2007-08-04 00:41:36

by Daniel Phillips

[permalink] [raw]
Subject: Re: Distributed storage.

Hi Evgeniy,

Nit alert:

On Tuesday 31 July 2007 10:13, Evgeniy Polyakov wrote:
> * storage can be formed on top of remote nodes and be exported
> simultaneously (iSCSI is peer-to-peer only, NBD requires device
> mapper and is synchronous)

In fact, NBD has nothing to do with device mapper. I use it as a
physical target underneath ddraid (a device mapper plugin) just like I
would use your DST if it proves out.

Regards,

Daniel


2007-08-04 16:45:14

by Evgeniy Polyakov

[permalink] [raw]
Subject: Re: Distributed storage.

Hi Daniel.
> On Tuesday 31 July 2007 10:13, Evgeniy Polyakov wrote:
> > * storage can be formed on top of remote nodes and be exported
> > simultaneously (iSCSI is peer-to-peer only, NBD requires device
> > mapper and is synchronous)
>
> In fact, NBD has nothing to do with device mapper. I use it as a
> physical target underneath ddraid (a device mapper plugin) just like I
> would use your DST if it proves out.

I meant to create a storage on top of several nodes one needs to have
device mapper or something like that on top of NBD itself. To further
export resulted device one needs another userspace NDB application and
so on. DST simplifies that greatly.

DST original code worked as device mapper plugin too, but its two
additional allocations (io and clone) per block request ended up for me
as a show stopper.

--
Evgeniy Polyakov

2007-08-05 08:07:29

by Daniel Phillips

[permalink] [raw]
Subject: Re: Distributed storage.

On Saturday 04 August 2007 09:44, Evgeniy Polyakov wrote:
> > On Tuesday 31 July 2007 10:13, Evgeniy Polyakov wrote:
> > > * storage can be formed on top of remote nodes and be
> > > exported simultaneously (iSCSI is peer-to-peer only, NBD requires
> > > device mapper and is synchronous)
> >
> > In fact, NBD has nothing to do with device mapper. I use it as a
> > physical target underneath ddraid (a device mapper plugin) just
> > like I would use your DST if it proves out.

***

## [Exercises to complete]
(1) In the distributed storage email thread, why did Evgeniy stop treating the original DST code as a device mapper plugin?
(2) Pick up the distributed storage email thread after its last quoted line and continue it.
None of the records are needed here.

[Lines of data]

***

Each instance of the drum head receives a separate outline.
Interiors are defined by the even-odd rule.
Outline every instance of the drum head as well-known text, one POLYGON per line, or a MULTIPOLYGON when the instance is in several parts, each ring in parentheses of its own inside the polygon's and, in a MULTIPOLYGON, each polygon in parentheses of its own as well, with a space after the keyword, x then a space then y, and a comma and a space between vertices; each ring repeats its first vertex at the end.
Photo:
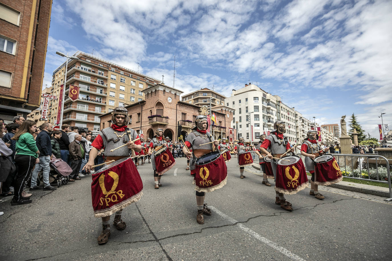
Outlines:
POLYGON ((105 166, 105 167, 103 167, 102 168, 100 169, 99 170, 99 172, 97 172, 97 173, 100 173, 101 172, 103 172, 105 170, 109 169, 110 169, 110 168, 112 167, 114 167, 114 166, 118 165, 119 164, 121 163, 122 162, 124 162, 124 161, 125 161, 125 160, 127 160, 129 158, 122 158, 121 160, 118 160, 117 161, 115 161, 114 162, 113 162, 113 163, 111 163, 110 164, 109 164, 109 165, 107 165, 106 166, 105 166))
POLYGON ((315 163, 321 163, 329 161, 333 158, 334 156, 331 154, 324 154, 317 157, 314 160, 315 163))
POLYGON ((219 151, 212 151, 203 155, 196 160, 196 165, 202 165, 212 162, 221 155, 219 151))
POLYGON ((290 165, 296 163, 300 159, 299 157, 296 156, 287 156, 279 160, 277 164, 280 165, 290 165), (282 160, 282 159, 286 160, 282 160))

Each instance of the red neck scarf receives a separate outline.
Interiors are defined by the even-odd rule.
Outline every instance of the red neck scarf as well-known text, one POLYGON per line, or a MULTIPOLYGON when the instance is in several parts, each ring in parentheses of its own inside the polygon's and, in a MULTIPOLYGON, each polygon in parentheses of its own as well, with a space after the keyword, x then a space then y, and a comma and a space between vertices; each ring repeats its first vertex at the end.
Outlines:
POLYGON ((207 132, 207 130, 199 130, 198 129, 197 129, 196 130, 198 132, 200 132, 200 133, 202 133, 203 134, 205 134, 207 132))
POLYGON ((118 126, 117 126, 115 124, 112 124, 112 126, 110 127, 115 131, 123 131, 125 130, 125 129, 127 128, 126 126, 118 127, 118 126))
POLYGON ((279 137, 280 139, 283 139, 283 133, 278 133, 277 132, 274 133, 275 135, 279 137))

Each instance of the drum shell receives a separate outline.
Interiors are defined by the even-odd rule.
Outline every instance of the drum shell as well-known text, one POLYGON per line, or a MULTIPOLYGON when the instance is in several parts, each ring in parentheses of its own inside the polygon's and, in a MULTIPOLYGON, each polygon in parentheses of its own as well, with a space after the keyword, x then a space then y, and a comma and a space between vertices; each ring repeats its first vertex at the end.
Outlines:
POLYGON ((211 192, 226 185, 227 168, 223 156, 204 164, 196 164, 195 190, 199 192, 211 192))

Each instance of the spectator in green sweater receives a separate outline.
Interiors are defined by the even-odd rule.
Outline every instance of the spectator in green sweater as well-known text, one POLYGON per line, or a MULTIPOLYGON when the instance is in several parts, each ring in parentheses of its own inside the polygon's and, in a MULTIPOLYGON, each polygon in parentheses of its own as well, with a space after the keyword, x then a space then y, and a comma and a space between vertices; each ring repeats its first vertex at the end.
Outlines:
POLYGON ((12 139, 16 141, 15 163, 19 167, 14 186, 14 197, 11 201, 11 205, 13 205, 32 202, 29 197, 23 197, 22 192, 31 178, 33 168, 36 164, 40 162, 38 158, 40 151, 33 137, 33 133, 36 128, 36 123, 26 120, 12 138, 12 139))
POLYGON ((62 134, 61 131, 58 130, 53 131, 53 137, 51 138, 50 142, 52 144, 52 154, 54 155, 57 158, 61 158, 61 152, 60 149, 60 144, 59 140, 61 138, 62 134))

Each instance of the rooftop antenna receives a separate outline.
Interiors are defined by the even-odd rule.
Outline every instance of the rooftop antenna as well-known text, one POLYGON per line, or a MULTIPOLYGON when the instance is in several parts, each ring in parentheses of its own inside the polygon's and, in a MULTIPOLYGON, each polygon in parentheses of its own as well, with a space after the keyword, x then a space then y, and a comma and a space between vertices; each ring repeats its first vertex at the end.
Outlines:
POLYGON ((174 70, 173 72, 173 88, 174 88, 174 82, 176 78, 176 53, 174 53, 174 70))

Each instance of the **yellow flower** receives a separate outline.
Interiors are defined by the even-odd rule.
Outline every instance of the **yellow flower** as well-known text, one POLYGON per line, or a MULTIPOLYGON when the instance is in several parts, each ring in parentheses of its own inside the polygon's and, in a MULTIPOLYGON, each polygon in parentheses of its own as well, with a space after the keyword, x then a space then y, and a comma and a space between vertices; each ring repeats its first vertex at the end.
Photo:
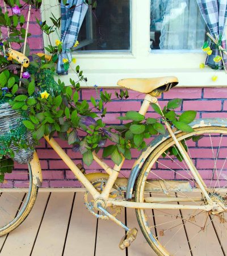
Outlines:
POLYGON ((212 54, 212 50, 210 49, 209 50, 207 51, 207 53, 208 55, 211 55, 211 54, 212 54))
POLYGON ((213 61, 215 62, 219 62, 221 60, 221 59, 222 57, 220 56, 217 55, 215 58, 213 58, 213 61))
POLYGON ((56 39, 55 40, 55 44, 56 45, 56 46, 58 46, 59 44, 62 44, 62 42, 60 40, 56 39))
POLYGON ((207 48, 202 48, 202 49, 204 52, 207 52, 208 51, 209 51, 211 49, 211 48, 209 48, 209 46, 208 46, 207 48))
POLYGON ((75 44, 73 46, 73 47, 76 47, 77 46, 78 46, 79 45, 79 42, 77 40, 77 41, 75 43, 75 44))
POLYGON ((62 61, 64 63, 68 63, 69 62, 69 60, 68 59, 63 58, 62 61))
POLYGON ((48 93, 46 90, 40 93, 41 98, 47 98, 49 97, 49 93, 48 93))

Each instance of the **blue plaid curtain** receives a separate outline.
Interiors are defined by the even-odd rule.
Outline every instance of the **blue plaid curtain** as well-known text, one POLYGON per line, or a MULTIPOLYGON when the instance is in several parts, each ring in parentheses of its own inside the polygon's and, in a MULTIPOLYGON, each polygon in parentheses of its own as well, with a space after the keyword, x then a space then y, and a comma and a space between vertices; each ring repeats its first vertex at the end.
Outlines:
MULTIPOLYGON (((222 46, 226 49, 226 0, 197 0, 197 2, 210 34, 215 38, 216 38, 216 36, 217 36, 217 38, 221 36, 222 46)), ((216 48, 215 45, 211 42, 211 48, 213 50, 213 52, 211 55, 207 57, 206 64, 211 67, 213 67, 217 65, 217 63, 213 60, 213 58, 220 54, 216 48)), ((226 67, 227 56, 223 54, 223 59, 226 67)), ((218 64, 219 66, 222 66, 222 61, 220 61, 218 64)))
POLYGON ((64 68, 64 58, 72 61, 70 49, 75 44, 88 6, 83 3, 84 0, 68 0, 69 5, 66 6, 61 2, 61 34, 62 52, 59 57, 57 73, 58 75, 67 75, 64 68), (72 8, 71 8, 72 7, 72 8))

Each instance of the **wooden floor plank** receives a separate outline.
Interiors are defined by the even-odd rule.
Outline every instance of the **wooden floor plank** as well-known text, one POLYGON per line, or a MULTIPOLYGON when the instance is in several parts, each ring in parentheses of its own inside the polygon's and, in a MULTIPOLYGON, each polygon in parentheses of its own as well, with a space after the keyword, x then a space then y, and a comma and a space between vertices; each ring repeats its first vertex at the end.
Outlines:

***

## [Final answers]
(1) Its two additional allocations per block request, io and clone, were a show stopper for him.

(2)
>
> I meant to create a storage on top of several nodes one needs to have
> device mapper or something like that on top of NBD itself. To further
> export resulted device one needs another userspace NDB application
> and so on. DST simplifies that greatly.
>
> DST original code worked as device mapper plugin too, but its two
> additional allocations (io and clone) per block request ended up for
> me as a show stopper.

Ah, sorry, I misread. A show stopper in terms of efficiency, or in
terms of deadlock?

Regards,

Daniel

2007-08-05 15:02:25

by Evgeniy Polyakov

[permalink] [raw]
Subject: Re: Distributed storage.

On Sun, Aug 05, 2007 at 01:06:58AM -0700, Daniel Phillips ([email protected]) wrote:
> > DST original code worked as device mapper plugin too, but its two
> > additional allocations (io and clone) per block request ended up for
> > me as a show stopper.
>
> Ah, sorry, I misread. A show stopper in terms of efficiency, or in
> terms of deadlock?

At least as in terms of efficiency. Device mapper lives in happy world
where memory does not end and allocations are fast.

--
Evgeniy Polyakov

2007-08-05 21:35:23

by Daniel Phillips

[permalink] [raw]
Subject: Re: Distributed storage.

On Sunday 05 August 2007 08:01, Evgeniy Polyakov wrote:
> On Sun, Aug 05, 2007 at 01:06:58AM -0700, Daniel Phillips wrote:
> > > DST original code worked as device mapper plugin too, but its two
> > > additional allocations (io and clone) per block request ended up
> > > for me as a show stopper.
> >
> > Ah, sorry, I misread. A show stopper in terms of efficiency, or in
> > terms of deadlock?
>
> At least as in terms of efficiency. Device mapper lives in happy
> world where memory does not end and allocations are fast.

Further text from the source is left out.